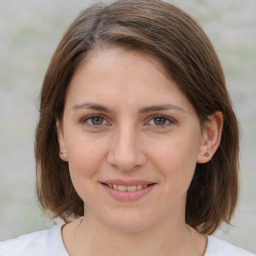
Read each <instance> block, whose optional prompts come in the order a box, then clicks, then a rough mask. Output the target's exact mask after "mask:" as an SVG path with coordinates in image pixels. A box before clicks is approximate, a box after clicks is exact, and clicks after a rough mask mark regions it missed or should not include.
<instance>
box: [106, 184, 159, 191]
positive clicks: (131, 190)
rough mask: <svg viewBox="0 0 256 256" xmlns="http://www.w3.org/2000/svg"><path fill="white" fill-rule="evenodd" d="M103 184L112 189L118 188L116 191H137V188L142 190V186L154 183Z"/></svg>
mask: <svg viewBox="0 0 256 256" xmlns="http://www.w3.org/2000/svg"><path fill="white" fill-rule="evenodd" d="M102 184H103V185H104V186H108V187H109V188H113V189H114V190H118V191H122V192H125V191H138V190H142V189H144V188H147V187H149V186H152V185H154V183H152V184H138V185H132V186H125V185H118V184H108V183H102Z"/></svg>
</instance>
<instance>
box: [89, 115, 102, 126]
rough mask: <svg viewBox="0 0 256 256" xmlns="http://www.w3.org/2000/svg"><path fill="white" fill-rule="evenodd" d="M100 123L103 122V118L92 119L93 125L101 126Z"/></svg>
mask: <svg viewBox="0 0 256 256" xmlns="http://www.w3.org/2000/svg"><path fill="white" fill-rule="evenodd" d="M102 122H103V118H102V117H99V116H98V117H93V118H92V123H93V124H94V125H101V124H102Z"/></svg>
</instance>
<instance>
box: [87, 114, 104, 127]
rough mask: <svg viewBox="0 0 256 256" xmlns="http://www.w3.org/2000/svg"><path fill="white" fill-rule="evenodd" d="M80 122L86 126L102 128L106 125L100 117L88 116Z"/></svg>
mask: <svg viewBox="0 0 256 256" xmlns="http://www.w3.org/2000/svg"><path fill="white" fill-rule="evenodd" d="M82 122H83V123H84V124H86V125H88V126H103V125H108V122H107V121H106V119H105V118H104V117H102V116H89V117H86V118H84V119H83V120H82Z"/></svg>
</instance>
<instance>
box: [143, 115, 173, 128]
mask: <svg viewBox="0 0 256 256" xmlns="http://www.w3.org/2000/svg"><path fill="white" fill-rule="evenodd" d="M158 117H160V118H164V119H166V120H167V121H168V122H169V124H164V125H152V126H155V127H158V128H159V129H161V128H165V127H167V126H170V125H171V124H174V123H176V120H175V119H173V118H171V117H169V116H166V115H162V114H158V115H153V116H151V117H150V119H149V120H148V121H147V122H146V123H147V124H148V123H149V122H150V121H152V120H153V119H154V118H158ZM149 125H150V124H149Z"/></svg>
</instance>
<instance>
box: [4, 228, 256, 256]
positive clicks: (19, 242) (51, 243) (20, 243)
mask: <svg viewBox="0 0 256 256" xmlns="http://www.w3.org/2000/svg"><path fill="white" fill-rule="evenodd" d="M0 256H68V252H67V251H66V249H65V247H64V244H63V241H62V236H61V225H56V226H53V227H52V228H51V229H49V230H43V231H38V232H34V233H31V234H27V235H23V236H20V237H18V238H16V239H11V240H7V241H5V242H2V243H0ZM204 256H256V255H254V254H252V253H250V252H248V251H246V250H243V249H241V248H238V247H236V246H234V245H232V244H229V243H227V242H225V241H223V240H221V239H218V238H215V237H212V236H209V237H208V245H207V249H206V252H205V255H204Z"/></svg>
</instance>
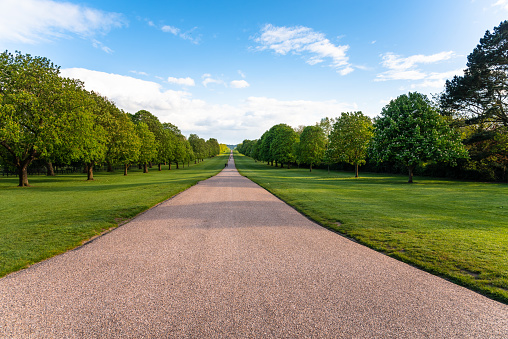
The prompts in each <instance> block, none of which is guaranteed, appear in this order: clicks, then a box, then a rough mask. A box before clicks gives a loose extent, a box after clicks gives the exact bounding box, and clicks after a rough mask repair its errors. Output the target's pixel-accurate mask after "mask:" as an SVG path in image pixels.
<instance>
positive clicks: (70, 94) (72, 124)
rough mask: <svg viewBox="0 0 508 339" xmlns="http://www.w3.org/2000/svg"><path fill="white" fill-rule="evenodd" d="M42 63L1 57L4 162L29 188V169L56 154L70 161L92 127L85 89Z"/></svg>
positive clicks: (0, 121) (20, 184)
mask: <svg viewBox="0 0 508 339" xmlns="http://www.w3.org/2000/svg"><path fill="white" fill-rule="evenodd" d="M59 73H60V70H59V67H57V66H55V65H54V64H53V63H52V62H51V61H50V60H48V59H47V58H43V57H32V56H30V55H28V54H26V55H23V54H21V53H19V52H17V53H16V54H15V55H12V54H10V53H8V52H4V53H2V54H0V156H1V157H2V158H3V159H4V161H5V162H6V163H8V164H10V165H12V166H13V167H15V168H16V169H17V171H18V176H19V186H22V187H23V186H28V171H27V169H28V166H29V165H30V163H31V162H32V161H33V160H35V159H39V158H44V157H47V158H50V157H51V156H52V155H54V154H55V153H56V152H60V154H62V155H63V154H64V153H67V154H68V156H67V159H70V158H75V157H76V156H77V155H78V153H80V148H79V146H78V144H79V143H80V142H82V139H83V138H84V135H86V133H88V131H89V129H90V128H91V124H92V123H93V121H92V119H91V117H90V115H89V107H87V105H88V103H89V101H87V100H86V95H85V94H84V90H83V88H82V87H83V85H82V83H81V82H79V81H77V80H74V79H65V78H62V77H60V76H59Z"/></svg>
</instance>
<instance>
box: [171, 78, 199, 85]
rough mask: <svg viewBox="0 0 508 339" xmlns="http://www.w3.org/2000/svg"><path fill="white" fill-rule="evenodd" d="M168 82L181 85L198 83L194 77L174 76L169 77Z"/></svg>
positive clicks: (178, 84)
mask: <svg viewBox="0 0 508 339" xmlns="http://www.w3.org/2000/svg"><path fill="white" fill-rule="evenodd" d="M168 82H169V83H170V84H176V85H181V86H195V85H196V83H195V82H194V79H192V78H189V77H187V78H173V77H169V78H168Z"/></svg>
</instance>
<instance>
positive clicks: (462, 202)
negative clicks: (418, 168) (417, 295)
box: [235, 154, 508, 303]
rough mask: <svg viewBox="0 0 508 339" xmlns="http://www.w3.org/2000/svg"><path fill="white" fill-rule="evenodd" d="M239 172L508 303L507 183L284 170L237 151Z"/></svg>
mask: <svg viewBox="0 0 508 339" xmlns="http://www.w3.org/2000/svg"><path fill="white" fill-rule="evenodd" d="M235 160H236V166H237V168H238V169H239V171H240V173H241V174H242V175H244V176H246V177H248V178H249V179H251V180H253V181H255V182H256V183H258V184H259V185H261V186H262V187H264V188H266V189H267V190H268V191H270V192H272V193H273V194H275V195H276V196H278V197H279V198H281V199H282V200H284V201H286V202H287V203H289V204H290V205H292V206H294V207H295V208H296V209H297V210H299V211H300V212H302V213H304V214H305V215H307V216H308V217H310V218H311V219H313V220H315V221H317V222H318V223H320V224H321V225H323V226H325V227H328V228H331V229H334V230H336V231H338V232H339V233H341V234H344V235H346V236H348V237H350V238H353V239H355V240H357V241H358V242H360V243H362V244H365V245H367V246H369V247H371V248H373V249H375V250H378V251H380V252H382V253H385V254H387V255H389V256H391V257H394V258H397V259H399V260H402V261H404V262H407V263H410V264H412V265H414V266H417V267H419V268H422V269H424V270H426V271H428V272H431V273H433V274H436V275H439V276H442V277H444V278H446V279H449V280H451V281H453V282H455V283H458V284H460V285H463V286H466V287H468V288H470V289H472V290H475V291H477V292H480V293H482V294H484V295H487V296H489V297H491V298H493V299H496V300H499V301H501V302H504V303H508V185H507V184H495V183H477V182H461V181H451V180H441V179H432V178H422V177H415V183H414V184H407V176H395V175H381V174H372V173H360V176H361V177H360V178H356V179H355V178H354V173H348V172H331V173H330V174H328V173H327V171H326V170H313V171H312V173H309V170H308V169H290V170H287V169H281V168H274V167H271V166H268V165H266V164H265V163H259V162H257V163H255V162H254V161H253V160H252V159H251V158H248V157H245V156H241V155H239V154H236V157H235Z"/></svg>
• • • • • • •
Brief: In the data above, each line holding "target" is to be found and copied.

Response:
Read each <instance> block, whose optional prompts come in the order a box, then clicks, then a rough mask. Output the target's exact mask after "mask:" as an SVG path with coordinates in image pixels. A box before clicks is approximate, a box after clicks is exact, and clicks after a rough mask mark regions it missed or should not include.
The prompts in each <instance> block, none of which is guaranteed, appear in this order: clicks, then a box, then a rough mask. A box before clicks gives a loose extent, a box after clicks gives the exact bounding box, and clicks after a rough mask repair its errors. Output the target's pixel-accurate mask after "mask:" as an SVG path in image pixels.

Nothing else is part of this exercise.